--- START Quoted passage ---

At the time of the CME’s arrival, a G5 geomagnetic storm alert—the highest on the space weather scale—would be in full effect. Life as we know it would pause. Cellular towers would begin to fail. Anything reliant on local power, from your cellphone charger to critical infrastructure, would be inoperable. This includes “last mile” communications as well, such as cable TV or internet.
A separate, 2008 report from the National Academy of Sciences (NAS) theorized that a “moderately severe” geomagnetic storm could leave 130 million Americans without power. According to FEMA, power grids on the the east and west coast of America would be hardest hit.
A moderately severe storm would cost the US economy $2 trillion in total, and recovery could take up to 10 years, estimated NAS.
The mere existence of FEMA’s report, however, proves that space weather is a big enough threat to warrant action; something that hasn’t always been the case.
“It’s good to have civil authorities paying attention. It’s natural. People are using cellphones and GPS all the time, so [these threats] are more important, objectively. We shouldn’t overemphasize them, but it’s the way the world is going,” Marco Velli, professor of Space Physics at the University of California, Los Angeles, and senior research scientist at NASA’s Jet Propulsion Laboratory, told me.
Under the Obama administration, the White House’s Office of Science and Technology Policy released new guidelines in 2015 for enhancing space weather preparedness. The action plan required data sharing between government agencies, and called for more international collaboration. That same year, NASA launched the Deep Space Climate Observatory (DSCOVR), a satellite that served as a “space weather buoy.” President Trump’s proposed budget for the agency would cut funding for Earth-facing instruments on DSCOVR prior to the end of the mission.
Earlier this year, the Space Weather Research and Forecasting Act, which intends to follow in the steps of the Obama administration’s plan, was introduced by a bipartisan group of senators. It has yet to pass the House of Representatives.
“Things are definitely moving in a direction that makes me feel more comfortable,” Kasper said. “But we’re not there yet.”

--- END Quoted passage ---

# Job A
Return each line of the records below that contains the word "tall".

--- START Dataset content ---

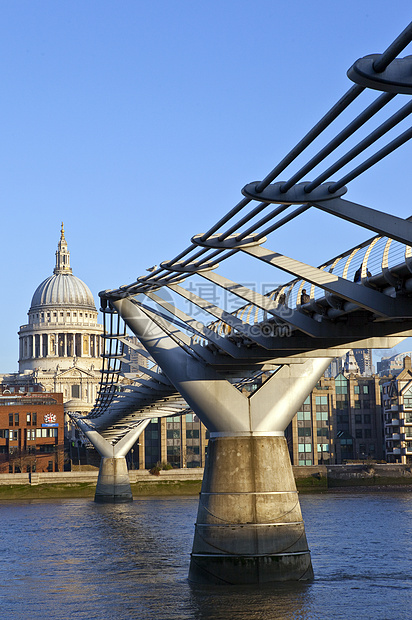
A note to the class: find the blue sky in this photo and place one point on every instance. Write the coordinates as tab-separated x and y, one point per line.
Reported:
137	124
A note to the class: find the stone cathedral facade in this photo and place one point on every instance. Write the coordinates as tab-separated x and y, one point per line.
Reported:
61	345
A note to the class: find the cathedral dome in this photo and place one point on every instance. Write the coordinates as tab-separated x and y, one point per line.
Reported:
62	289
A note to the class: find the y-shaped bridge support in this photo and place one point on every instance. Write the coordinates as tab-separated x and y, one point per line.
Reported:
249	525
113	484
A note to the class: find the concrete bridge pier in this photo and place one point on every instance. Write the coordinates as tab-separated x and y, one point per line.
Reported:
113	484
249	526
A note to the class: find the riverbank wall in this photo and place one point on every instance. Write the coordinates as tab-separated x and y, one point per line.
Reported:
82	483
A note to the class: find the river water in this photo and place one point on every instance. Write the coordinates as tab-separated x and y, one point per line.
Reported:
73	559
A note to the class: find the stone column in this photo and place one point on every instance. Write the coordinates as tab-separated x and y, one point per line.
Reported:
249	526
113	485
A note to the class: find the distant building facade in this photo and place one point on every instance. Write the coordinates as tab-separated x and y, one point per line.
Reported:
340	421
393	364
397	411
31	431
60	347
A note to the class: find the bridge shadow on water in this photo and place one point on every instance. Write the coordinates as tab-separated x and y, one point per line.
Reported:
80	560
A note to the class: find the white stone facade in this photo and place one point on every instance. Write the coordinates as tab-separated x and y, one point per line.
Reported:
61	345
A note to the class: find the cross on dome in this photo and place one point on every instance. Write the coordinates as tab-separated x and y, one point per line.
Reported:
62	256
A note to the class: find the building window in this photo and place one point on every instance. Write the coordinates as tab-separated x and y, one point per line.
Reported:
75	391
407	399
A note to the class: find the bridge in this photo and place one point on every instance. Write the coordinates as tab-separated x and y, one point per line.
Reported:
249	525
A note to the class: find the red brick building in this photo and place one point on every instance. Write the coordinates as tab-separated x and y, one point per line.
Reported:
31	431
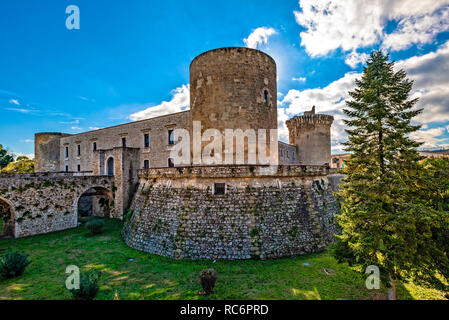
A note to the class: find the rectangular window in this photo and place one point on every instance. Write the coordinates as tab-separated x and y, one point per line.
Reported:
219	188
171	136
146	140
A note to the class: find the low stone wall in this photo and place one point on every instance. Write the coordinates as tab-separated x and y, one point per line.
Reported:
266	212
46	202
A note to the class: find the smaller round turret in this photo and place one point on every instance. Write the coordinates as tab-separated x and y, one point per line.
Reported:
311	134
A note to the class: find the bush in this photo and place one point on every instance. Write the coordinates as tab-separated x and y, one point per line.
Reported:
13	264
207	279
88	286
95	226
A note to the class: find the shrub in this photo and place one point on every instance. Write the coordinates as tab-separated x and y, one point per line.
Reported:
95	226
88	286
13	264
207	279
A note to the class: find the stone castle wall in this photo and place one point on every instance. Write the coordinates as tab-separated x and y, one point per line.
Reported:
234	88
311	134
50	149
46	151
46	202
267	212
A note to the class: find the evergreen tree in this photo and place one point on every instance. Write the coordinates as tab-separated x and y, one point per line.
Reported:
384	221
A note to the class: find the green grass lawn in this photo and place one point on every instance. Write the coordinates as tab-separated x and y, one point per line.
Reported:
153	277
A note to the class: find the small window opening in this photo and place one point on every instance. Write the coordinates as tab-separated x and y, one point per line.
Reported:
146	139
171	136
265	96
219	188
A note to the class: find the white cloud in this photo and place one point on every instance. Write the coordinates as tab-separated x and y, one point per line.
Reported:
21	110
417	30
259	36
432	138
70	122
354	58
353	24
179	102
430	73
299	79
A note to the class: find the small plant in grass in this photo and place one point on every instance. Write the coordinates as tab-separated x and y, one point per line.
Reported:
95	226
13	264
88	286
207	279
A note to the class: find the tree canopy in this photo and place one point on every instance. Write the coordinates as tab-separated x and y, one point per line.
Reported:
387	217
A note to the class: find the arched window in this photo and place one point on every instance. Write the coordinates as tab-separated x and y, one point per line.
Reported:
110	166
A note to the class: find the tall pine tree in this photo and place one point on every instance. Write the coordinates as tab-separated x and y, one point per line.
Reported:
383	220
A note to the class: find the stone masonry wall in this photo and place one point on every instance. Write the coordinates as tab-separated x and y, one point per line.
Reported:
288	212
46	202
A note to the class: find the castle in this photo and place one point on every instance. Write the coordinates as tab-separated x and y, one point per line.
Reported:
197	210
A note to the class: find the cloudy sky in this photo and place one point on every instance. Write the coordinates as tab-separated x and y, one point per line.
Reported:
130	60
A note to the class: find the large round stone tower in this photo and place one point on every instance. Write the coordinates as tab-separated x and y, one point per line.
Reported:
311	134
233	88
47	151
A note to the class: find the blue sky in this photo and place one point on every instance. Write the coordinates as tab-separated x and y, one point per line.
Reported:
130	60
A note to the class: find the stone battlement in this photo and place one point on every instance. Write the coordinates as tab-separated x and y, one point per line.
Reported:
318	119
235	171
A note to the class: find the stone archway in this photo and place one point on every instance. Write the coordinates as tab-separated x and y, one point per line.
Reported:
95	201
7	227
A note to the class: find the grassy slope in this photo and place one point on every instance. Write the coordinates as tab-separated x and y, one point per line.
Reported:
154	277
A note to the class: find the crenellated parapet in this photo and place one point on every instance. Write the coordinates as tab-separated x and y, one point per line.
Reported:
312	136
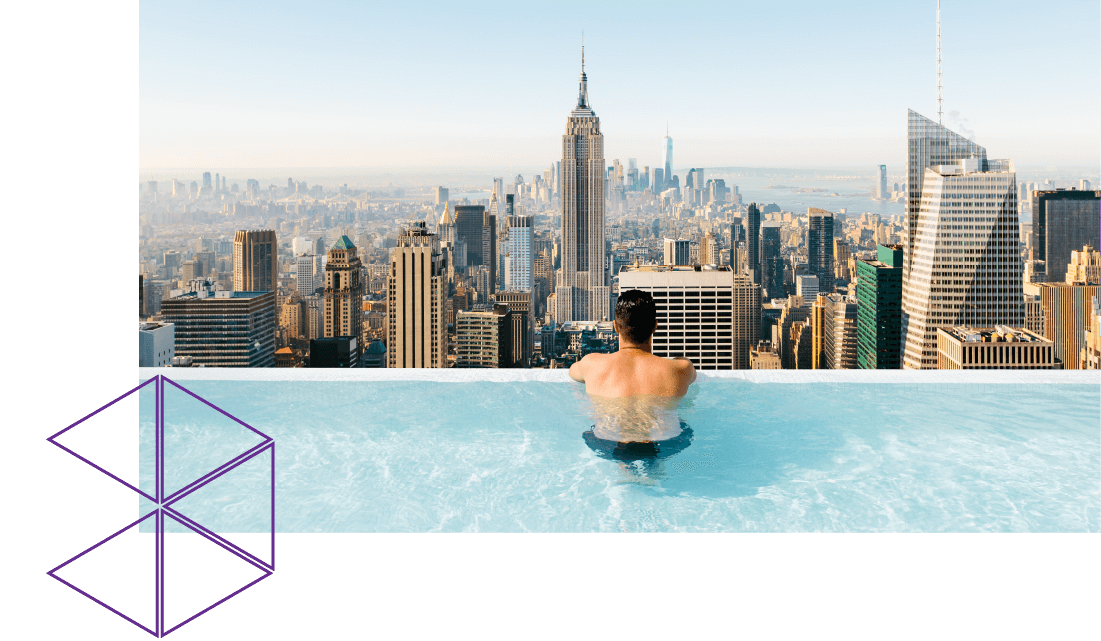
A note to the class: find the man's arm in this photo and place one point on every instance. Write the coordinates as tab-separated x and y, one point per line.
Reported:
687	370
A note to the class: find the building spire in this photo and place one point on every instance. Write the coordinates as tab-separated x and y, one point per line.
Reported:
582	95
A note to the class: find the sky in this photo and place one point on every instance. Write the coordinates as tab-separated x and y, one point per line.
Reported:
770	84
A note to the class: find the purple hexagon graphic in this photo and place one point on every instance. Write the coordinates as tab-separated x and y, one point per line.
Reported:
165	513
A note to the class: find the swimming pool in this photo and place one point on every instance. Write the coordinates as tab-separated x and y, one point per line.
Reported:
431	451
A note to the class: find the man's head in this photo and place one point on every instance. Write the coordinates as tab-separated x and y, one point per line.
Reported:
635	316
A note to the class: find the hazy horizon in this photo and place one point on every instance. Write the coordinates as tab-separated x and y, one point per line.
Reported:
491	84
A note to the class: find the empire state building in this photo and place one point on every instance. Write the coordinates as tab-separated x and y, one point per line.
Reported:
582	291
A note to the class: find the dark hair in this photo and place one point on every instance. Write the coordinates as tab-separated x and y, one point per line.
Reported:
635	315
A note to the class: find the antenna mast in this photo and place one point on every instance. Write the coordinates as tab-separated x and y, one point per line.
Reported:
940	100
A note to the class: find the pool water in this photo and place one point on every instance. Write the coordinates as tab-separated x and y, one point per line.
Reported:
423	456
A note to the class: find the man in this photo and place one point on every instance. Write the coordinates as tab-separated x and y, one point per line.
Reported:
634	369
635	393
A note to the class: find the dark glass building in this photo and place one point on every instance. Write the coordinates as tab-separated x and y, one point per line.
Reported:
753	250
879	310
772	261
468	228
1064	220
219	328
820	248
334	351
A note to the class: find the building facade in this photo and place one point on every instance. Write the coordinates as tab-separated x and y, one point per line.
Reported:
966	267
344	293
999	347
416	289
1066	317
483	337
582	292
879	310
711	316
1063	221
221	328
155	344
820	247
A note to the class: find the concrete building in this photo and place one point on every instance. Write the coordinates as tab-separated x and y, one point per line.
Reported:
999	347
1064	220
1066	317
709	250
1085	267
469	220
677	251
416	289
255	261
523	325
966	265
582	293
155	344
521	262
483	337
756	246
763	357
220	328
879	310
711	316
772	261
807	286
1090	356
344	297
839	335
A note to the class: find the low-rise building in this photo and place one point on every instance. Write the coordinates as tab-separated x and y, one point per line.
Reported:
999	347
155	344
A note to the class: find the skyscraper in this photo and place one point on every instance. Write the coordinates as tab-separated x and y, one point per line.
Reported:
666	159
255	261
1063	221
711	315
344	294
468	231
521	261
582	292
879	310
489	249
820	248
966	267
928	144
676	251
417	285
753	247
220	328
772	261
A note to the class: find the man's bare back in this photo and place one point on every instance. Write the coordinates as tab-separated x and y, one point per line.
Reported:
632	371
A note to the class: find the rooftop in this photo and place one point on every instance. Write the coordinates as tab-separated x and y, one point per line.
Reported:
998	334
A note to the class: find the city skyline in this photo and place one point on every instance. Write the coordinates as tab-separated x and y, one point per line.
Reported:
785	104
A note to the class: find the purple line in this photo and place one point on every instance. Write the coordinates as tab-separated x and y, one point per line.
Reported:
242	554
160	573
254	582
273	508
105	471
98	411
105	605
204	480
235	419
101	542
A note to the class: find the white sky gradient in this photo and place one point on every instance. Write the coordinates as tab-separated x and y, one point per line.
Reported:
778	84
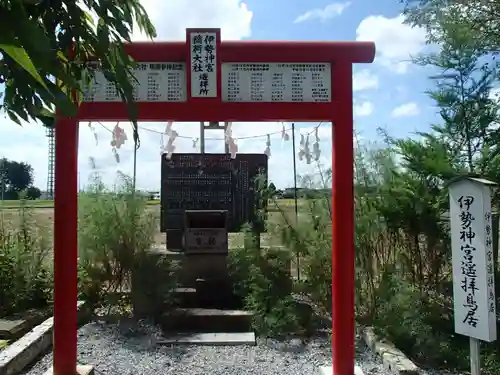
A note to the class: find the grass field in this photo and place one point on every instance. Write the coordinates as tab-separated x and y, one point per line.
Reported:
43	215
7	204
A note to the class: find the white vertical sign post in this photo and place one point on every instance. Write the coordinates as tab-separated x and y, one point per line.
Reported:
472	258
203	49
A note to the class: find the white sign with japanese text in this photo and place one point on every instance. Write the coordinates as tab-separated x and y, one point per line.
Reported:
276	82
203	49
472	258
154	82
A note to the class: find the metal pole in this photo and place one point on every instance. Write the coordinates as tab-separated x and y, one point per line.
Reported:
135	167
295	199
475	356
226	145
202	137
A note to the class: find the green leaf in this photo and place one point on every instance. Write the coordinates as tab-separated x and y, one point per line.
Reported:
19	55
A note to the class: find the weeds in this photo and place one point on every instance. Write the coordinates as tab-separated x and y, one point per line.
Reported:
25	264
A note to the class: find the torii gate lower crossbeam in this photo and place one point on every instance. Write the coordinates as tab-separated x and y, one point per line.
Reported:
203	79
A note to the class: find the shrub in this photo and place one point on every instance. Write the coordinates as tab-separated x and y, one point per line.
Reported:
115	230
25	263
262	279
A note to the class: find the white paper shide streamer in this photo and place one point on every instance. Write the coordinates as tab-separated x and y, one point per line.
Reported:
305	150
169	149
267	151
230	141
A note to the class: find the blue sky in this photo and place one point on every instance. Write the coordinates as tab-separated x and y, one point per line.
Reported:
389	93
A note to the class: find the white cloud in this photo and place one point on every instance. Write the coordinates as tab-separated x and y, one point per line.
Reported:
406	110
29	143
365	80
323	14
363	109
396	42
172	17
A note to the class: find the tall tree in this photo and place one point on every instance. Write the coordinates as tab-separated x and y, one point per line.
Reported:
44	47
463	93
14	177
480	17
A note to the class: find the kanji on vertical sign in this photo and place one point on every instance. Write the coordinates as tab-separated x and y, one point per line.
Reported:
203	51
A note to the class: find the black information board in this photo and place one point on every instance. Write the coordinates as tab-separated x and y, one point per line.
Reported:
211	182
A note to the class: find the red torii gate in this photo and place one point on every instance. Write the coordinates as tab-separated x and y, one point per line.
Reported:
204	79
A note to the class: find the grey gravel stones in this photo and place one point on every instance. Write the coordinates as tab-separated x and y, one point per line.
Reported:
126	348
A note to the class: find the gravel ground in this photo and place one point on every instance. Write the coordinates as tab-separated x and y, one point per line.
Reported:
126	349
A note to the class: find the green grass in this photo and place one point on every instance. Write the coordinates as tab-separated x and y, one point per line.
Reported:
9	204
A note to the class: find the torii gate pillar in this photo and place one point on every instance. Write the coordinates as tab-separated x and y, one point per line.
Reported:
204	79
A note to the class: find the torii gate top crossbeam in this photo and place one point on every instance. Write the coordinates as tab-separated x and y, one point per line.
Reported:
275	56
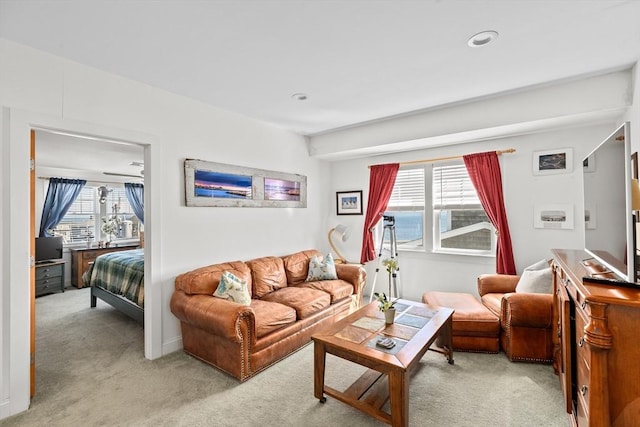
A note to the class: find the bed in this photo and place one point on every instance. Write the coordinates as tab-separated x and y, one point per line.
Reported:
117	278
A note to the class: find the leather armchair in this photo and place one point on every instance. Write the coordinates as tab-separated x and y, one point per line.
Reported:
526	319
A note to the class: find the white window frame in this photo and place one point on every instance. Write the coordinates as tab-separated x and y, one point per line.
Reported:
101	211
409	201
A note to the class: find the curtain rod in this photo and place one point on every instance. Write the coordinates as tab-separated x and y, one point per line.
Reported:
94	181
440	159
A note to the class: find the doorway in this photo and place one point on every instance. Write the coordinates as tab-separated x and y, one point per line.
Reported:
99	161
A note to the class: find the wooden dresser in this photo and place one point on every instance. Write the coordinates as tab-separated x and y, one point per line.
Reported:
82	258
597	347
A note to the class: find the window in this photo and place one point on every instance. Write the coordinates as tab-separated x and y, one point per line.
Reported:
460	222
83	220
407	207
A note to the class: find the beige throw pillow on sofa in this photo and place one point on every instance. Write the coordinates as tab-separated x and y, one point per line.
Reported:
233	288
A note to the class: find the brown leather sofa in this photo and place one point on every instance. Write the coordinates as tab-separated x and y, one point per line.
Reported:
285	310
526	319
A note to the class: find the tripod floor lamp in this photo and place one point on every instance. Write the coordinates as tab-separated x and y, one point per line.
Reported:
342	232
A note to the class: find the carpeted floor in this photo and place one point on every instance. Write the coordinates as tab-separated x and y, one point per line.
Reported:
91	371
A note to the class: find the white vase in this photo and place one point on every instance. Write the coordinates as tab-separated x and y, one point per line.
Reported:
389	316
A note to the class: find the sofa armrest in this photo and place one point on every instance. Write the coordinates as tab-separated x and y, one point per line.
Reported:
214	315
497	283
529	310
354	274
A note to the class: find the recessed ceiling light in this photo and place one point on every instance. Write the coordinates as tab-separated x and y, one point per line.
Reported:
483	38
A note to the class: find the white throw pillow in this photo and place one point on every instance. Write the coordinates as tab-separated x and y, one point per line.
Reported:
233	288
322	270
535	282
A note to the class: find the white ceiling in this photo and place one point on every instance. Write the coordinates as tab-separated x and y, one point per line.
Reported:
357	60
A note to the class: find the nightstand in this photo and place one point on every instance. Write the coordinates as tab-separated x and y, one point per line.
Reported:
50	277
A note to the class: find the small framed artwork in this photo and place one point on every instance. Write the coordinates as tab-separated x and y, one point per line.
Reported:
553	161
557	216
349	202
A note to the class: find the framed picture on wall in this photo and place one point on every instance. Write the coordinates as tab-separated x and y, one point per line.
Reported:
349	202
553	161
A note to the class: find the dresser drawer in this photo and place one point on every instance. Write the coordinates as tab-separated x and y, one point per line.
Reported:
48	285
583	382
581	345
48	271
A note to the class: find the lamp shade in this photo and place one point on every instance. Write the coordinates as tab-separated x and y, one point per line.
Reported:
343	232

--- END Dataset content ---

# Job B
Please set down the part of the space weather passage above, starting with "A separate, 2008" and going on through "been the case.".

# Exercise answer A
A note to the class: find the tall pine tree in this photo and place one point on every instance. Write the coordinates as tab-separated x and y, one point per line.
A note to the class: find the tall tree in this photo and place one point on every instance. Write the coordinates as tab-separated x and y, one point per line.

# Exercise answer B
A separate, 2008 report from the National Academy of Sciences (NAS) theorized that a “moderately severe” geomagnetic storm could leave 130 million Americans without power. According to FEMA, power grids on the the east and west coast of America would be hardest hit.
A moderately severe storm would cost the US economy $2 trillion in total, and recovery could take up to 10 years, estimated NAS.
The mere existence of FEMA’s report, however, proves that space weather is a big enough threat to warrant action; something that hasn’t always been the case.